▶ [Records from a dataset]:
━━━━━━━━━━━━━━━━━━━━━━━━━━━━━━
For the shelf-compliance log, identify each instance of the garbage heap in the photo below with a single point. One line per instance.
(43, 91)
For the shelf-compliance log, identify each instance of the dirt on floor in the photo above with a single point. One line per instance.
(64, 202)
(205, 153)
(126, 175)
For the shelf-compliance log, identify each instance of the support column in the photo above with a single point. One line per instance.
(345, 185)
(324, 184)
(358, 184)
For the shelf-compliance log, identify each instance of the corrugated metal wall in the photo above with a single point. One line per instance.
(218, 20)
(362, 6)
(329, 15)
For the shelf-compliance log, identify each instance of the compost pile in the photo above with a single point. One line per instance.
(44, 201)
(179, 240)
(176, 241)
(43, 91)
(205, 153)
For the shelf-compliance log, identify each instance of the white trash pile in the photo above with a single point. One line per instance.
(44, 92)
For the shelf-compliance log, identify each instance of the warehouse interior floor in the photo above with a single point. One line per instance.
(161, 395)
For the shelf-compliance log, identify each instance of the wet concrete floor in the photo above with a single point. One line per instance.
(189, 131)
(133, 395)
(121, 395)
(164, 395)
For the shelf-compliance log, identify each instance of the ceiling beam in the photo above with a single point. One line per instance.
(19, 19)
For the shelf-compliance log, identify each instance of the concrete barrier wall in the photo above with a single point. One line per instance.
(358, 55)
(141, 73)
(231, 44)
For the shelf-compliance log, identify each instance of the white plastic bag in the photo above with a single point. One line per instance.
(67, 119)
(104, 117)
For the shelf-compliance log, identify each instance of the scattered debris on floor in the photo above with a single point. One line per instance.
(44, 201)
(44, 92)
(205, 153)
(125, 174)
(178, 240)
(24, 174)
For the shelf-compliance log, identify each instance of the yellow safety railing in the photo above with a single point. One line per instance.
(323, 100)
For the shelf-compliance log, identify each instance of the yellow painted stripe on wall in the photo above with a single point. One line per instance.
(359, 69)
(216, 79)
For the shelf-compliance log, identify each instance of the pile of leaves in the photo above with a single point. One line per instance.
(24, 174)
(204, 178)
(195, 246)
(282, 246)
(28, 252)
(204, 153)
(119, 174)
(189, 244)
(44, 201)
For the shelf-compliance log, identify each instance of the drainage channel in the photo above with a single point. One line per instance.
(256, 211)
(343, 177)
━━━━━━━━━━━━━━━━━━━━━━━━━━━━━━
▶ [Requirements]: Format everything from the line containing "the yellow safety" down to the last of the lines above as a Markdown table with columns Row and Line, numbering each row and leaving out blank lines.

▶ [Output below]:
| Row | Line |
|---|---|
| 1 | For the shelf-compliance log, identify each instance of the yellow safety railing in the photo above with a single point. One line per instance. |
| 2 | (323, 100) |
| 3 | For the shelf-compliance log, identify each instance of the yellow painted stripe on wall in the photo above with a single point. One line per instance. |
| 4 | (359, 69) |
| 5 | (216, 79) |
| 6 | For the shelf-compliance log, identify each instance of the pile of leaves in the photo above with a single point. One line per instance. |
| 7 | (24, 174) |
| 8 | (204, 178) |
| 9 | (195, 246) |
| 10 | (282, 246) |
| 11 | (28, 252) |
| 12 | (204, 153) |
| 13 | (119, 174) |
| 14 | (189, 244) |
| 15 | (44, 201) |
| 16 | For the shelf-compliance log, identify each instance of the drainage channel in the photo above with a single point. One line per instance. |
| 17 | (256, 211) |
| 18 | (343, 177) |